MATERIAL FOR THE TASK =>
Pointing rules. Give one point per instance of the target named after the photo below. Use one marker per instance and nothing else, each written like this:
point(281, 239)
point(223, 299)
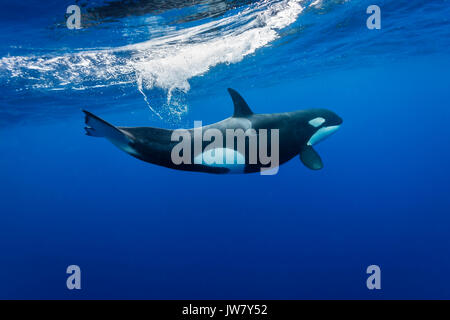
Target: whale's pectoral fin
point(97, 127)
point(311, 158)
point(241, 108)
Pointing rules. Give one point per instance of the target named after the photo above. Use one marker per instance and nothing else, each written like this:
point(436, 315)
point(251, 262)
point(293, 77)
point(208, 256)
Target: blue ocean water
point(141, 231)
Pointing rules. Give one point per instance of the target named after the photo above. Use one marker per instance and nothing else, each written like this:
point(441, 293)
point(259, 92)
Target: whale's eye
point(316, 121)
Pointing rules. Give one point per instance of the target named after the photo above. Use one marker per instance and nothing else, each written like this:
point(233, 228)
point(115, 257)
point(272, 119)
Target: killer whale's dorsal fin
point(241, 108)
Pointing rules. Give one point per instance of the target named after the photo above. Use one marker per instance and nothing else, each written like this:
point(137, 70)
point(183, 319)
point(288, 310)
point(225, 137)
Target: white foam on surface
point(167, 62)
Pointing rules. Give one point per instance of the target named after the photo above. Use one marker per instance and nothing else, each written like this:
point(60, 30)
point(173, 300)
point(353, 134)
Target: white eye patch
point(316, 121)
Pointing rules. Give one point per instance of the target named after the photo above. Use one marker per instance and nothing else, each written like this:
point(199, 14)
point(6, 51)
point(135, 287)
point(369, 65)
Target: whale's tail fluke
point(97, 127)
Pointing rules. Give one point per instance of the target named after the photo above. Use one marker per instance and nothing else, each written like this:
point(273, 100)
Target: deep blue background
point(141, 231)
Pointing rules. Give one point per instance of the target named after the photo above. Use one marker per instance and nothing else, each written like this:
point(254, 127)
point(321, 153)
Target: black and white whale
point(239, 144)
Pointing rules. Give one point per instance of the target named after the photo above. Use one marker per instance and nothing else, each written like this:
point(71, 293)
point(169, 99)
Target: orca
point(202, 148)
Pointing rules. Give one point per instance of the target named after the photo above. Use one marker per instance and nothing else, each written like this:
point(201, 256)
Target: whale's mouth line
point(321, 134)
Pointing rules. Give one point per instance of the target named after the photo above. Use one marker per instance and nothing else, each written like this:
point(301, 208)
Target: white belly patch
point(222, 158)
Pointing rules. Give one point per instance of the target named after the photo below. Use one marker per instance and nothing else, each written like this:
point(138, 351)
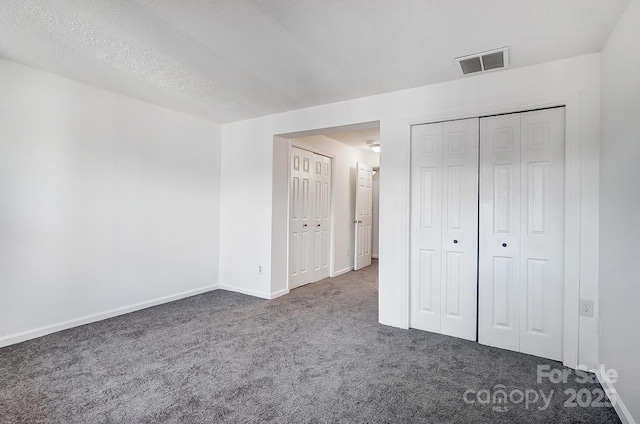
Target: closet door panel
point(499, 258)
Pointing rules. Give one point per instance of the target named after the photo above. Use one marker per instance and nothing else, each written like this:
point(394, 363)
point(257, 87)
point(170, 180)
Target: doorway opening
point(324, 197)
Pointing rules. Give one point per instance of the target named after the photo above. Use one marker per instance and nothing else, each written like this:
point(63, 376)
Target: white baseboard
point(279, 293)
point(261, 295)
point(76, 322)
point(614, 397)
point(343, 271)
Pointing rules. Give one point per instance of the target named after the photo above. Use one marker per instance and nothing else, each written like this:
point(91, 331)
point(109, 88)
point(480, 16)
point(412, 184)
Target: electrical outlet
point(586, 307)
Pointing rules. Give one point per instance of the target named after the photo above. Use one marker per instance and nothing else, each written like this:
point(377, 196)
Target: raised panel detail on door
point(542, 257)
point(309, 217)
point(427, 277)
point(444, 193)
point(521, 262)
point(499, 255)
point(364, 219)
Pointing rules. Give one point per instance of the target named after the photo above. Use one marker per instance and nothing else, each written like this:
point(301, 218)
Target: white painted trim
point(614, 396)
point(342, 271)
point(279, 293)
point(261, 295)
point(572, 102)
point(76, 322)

EXERCISE INSTRUCTIONS =>
Your copy should match the entries exactly, minus the pictures.

RESPONSE =>
Pointing rules. Give one point per instance of the target named after the photo below. Use one marker per instance and nothing else, each written like this:
point(281, 239)
point(223, 299)
Target: whale's pectoral fin
point(97, 127)
point(311, 158)
point(241, 108)
Pointing rules. Give one point per instance of the target named after the photo above. Use one marker per instance and nothing else, each written like this:
point(436, 315)
point(251, 262)
point(293, 77)
point(208, 256)
Target: blue ocean water
point(141, 231)
Pointing rules. Give one point per instance of the target named after the photo above. Use one marker per instance and nothing else, each written like this:
point(441, 293)
point(259, 92)
Target: whale's eye
point(316, 121)
Pointing rules. Give one point per instance of the target named after the photo above. Use one marker per instance and nothing else, each written like this:
point(233, 228)
point(115, 257)
point(272, 119)
Target: killer whale's dorsal fin
point(241, 108)
Pointing rules. Give one point per instance of the target named after the photo above. Use one marker per instance and nothing else, each written like this:
point(137, 70)
point(183, 319)
point(288, 310)
point(225, 137)
Target: white foam on surface
point(167, 62)
Pointing rules. Give one point per instance of the target named after the photo above. Use one marker per instance and nothing else, each written like this:
point(60, 30)
point(173, 300)
point(353, 134)
Target: white eye patch
point(316, 121)
Pointing rules. Give one point per instance of the target named after the photo above. Use one marker per instance and nothing else, each written like this:
point(199, 14)
point(6, 51)
point(135, 287)
point(369, 65)
Target: whale's tail fluke
point(97, 127)
Pointing rules. Give one point per instance of the target named after the photo above. Use one marker per instance and nothing else, each written like this:
point(273, 100)
Target: deep blue background
point(141, 231)
Pointing rules. Give one point per instance of the target named after the photo above. Use one marker per instance and nothing else, each written like this:
point(254, 127)
point(321, 153)
Target: black and white whale
point(239, 144)
Pointing rules. Give one point per instance of the target named after the photo above. Use one marker per instance and nothing else, each written like this:
point(71, 293)
point(169, 99)
Target: orca
point(202, 148)
Pointing rules. Give one point per instance of the target named after the photo above. Use one marker per instance and nothing else, each written like this:
point(201, 256)
Target: whale's mouth line
point(321, 134)
Pointing rules. Give one point per instance of the target named after the photo above. Use one marker per instance and nothing else, each written like this:
point(301, 208)
Target: white belly patch
point(222, 158)
Pointing rules. Give one point per instance of the target named after the photo below. Use one marker per instance and nothing else, each written like this:
point(138, 351)
Target: closet door panel
point(499, 258)
Pointing rules. Give one point per instance of the target named after the photo above. Use one marker per instance and nothing else, each written like this:
point(394, 363)
point(257, 87)
point(170, 180)
Target: doorway opening
point(324, 197)
Pointing rules. Give one point per instance of the target named after the photo above. Use one marker per instance and nothing else, each written like this:
point(63, 376)
Target: white baseboard
point(279, 293)
point(261, 295)
point(76, 322)
point(614, 397)
point(343, 271)
Pointing rules. Give one point per instance of the target named after the photo above. Use one marker per instance and nothing else, each written like this:
point(91, 331)
point(109, 88)
point(480, 16)
point(412, 184)
Target: electrical outlet
point(586, 307)
Pointing rules. Give one point per instance of the target named after the photo above. Use one marker per instance and nothing else, each written like this:
point(377, 196)
Target: raised panel detail on door
point(542, 257)
point(309, 217)
point(427, 277)
point(444, 193)
point(521, 262)
point(499, 255)
point(364, 219)
Pointing rules. Give one point per instance of the target named after the photo above. Use one marker per instance and nothing else, each written like this:
point(301, 218)
Target: white painted trim
point(614, 396)
point(342, 271)
point(279, 293)
point(261, 295)
point(572, 102)
point(76, 322)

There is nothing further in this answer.